# Exercises
1: According to the AtomicMotion summary, how many clusters is the skeleton split into?
2: Extend the AtomicMotion summary from where it stops.

(Text segment Opens)

AtomicMotion: Learning Human Motion From Different Human Parts
Pith reviewed 2026-05-22 06:26 UTC · model grok-4.3
The pith
AtomicMotion reconstructs full-body poses from sparse head and hand data by splitting the skeleton into five functional clusters and embedding kinematic structure into attention.
A machine-rendered reading of the paper's core claim, the machinery that carries it, and where it could break.
Core claim
AtomicMotion decouples body dynamics by first decomposing the skeleton into five distinct clusters based on functional intent so each keeps its internal joint synergies while isolating local motion primitives, then applies masked full-body pre-conditioning during training to force internalization of global skeletal topology and latent kinematic constraints, and finally replaces vanilla spatial attention with Kinematic Attention that embeds the classical kinematic tree structure to guarantee biological plausibility, resulting in higher reconstruction fidelity and superior biomechanical realism on the AMASS dataset.
What carries the argument
AtomicMotion framework built around logical body partitioning into five functional clusters, masked full-body pre-conditioning, and Kinematic Attention that injects the fixed kinematic tree into the attention computation.
If this is right
- Local motion primitives can be learned separately in each cluster without breaking overall coordination when the partitions respect functional intent.
- Masked pre-conditioning teaches the network to fill in missing body parts from sparse signals by internalizing global constraints.
- Kinematic Attention prevents generation of physiologically impossible joint configurations by enforcing the fixed tree structure.

(Text segment Closes)
(Data supplied Opens)

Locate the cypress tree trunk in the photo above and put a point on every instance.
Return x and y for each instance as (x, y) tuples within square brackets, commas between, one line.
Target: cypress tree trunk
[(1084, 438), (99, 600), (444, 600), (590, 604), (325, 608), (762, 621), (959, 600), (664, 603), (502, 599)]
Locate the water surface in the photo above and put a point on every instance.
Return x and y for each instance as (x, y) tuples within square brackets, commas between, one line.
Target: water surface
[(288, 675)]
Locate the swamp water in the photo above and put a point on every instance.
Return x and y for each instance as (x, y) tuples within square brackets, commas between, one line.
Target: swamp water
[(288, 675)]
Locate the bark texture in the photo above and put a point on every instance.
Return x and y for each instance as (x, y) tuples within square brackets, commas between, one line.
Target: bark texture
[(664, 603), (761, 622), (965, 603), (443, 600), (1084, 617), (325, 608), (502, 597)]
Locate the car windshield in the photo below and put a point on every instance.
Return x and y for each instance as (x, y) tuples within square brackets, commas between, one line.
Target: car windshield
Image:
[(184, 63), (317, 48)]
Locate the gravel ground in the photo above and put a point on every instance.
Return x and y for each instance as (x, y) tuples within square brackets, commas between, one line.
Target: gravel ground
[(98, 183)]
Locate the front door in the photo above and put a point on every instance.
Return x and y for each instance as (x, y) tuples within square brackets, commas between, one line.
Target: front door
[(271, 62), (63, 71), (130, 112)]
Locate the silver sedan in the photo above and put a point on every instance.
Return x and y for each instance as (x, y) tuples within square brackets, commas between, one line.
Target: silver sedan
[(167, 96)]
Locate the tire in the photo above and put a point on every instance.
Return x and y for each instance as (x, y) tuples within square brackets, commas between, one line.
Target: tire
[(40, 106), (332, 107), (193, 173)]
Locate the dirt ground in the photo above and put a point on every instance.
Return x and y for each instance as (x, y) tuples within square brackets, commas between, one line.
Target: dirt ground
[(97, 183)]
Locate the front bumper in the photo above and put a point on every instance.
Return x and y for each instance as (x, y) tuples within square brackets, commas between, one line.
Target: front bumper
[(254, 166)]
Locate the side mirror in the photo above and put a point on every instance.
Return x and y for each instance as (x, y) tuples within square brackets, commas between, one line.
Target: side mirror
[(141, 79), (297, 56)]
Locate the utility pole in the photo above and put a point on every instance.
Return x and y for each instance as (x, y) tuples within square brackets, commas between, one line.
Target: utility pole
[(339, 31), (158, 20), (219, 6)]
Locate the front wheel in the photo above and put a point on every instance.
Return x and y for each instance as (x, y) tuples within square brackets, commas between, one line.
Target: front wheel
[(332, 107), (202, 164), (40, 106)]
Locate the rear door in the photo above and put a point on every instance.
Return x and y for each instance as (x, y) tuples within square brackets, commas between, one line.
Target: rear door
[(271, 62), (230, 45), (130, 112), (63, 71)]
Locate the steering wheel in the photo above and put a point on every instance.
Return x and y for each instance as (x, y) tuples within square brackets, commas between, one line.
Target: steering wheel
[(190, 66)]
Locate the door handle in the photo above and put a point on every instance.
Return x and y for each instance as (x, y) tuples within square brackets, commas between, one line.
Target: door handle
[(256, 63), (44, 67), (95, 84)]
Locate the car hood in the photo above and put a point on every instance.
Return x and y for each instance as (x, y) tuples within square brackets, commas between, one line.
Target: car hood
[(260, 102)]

(Data supplied Closes)

# Results for each task
1: Five clusters, based on functional intent.

2:
- The combination yields measurably higher fidelity and biomechanical realism than monolithic baselines on standard motion datasets.
Where Pith is reading between the lines
- The same cluster-based split could be tested on other sparse-input problems such as full-body prediction from only foot or torso data.
- If the method scales, it could lower the sensor count needed for convincing VR telepresence sessions.
- Dynamic re-clustering during inference might further improve results for activities that change which body parts move together.
- Integration with physics simulators could add collision and balance checks that the current kinematic attention does not explicitly enforce.
Load-bearing premise
That decomposing the skeleton into five clusters based on functional intent preserves internal joint synergies while isolating local motion primitives.
What would settle it
If a controlled test on AMASS motions shows that AtomicMotion produces joint angles or coordination patterns that violate known physiological limits more often than a single-model baseline, or if removing the five-cluster split causes no drop in fidelity, the central claim would fail.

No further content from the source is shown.